(ASSIGNED TASK) The line containing "Please mark where the girl's arm" and all lines following it in the listing below are to be reproduced exactly, with no other lines.

(THE DATA)
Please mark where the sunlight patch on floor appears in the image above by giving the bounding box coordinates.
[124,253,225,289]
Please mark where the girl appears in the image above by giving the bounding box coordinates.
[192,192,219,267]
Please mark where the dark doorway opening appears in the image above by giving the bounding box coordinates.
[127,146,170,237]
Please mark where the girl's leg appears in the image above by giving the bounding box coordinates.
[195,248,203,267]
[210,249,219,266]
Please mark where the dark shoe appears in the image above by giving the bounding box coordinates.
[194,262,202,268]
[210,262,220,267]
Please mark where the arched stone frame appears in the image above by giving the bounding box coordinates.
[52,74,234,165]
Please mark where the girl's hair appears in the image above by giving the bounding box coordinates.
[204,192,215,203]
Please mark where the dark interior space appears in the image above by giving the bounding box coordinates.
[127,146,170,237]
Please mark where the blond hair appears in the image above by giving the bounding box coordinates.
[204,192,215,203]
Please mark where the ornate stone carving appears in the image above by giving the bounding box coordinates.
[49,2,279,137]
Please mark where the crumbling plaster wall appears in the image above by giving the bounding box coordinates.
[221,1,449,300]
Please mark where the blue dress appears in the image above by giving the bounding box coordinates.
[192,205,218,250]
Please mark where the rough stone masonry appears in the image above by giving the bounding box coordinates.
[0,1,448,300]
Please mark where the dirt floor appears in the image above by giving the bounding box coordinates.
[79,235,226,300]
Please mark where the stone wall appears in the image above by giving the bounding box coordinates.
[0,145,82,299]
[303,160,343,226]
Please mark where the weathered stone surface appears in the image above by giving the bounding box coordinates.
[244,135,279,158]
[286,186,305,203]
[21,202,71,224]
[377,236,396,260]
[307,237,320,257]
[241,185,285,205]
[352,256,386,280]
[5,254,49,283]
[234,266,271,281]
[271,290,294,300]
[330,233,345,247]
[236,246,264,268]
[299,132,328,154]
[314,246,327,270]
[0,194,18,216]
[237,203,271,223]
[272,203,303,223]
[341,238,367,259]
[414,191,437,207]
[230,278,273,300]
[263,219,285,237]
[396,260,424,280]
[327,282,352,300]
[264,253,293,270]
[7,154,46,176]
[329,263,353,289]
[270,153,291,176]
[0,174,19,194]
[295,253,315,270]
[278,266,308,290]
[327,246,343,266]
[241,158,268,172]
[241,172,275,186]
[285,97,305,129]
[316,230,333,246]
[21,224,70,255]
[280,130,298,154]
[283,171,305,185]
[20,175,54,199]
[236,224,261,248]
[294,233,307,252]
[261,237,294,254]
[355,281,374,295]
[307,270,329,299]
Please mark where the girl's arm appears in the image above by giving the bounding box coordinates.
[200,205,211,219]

(EXERCISE SOLUTION)
Please mark where the girl's arm appears in the image above by giving the bounding box coordinates.
[200,205,211,219]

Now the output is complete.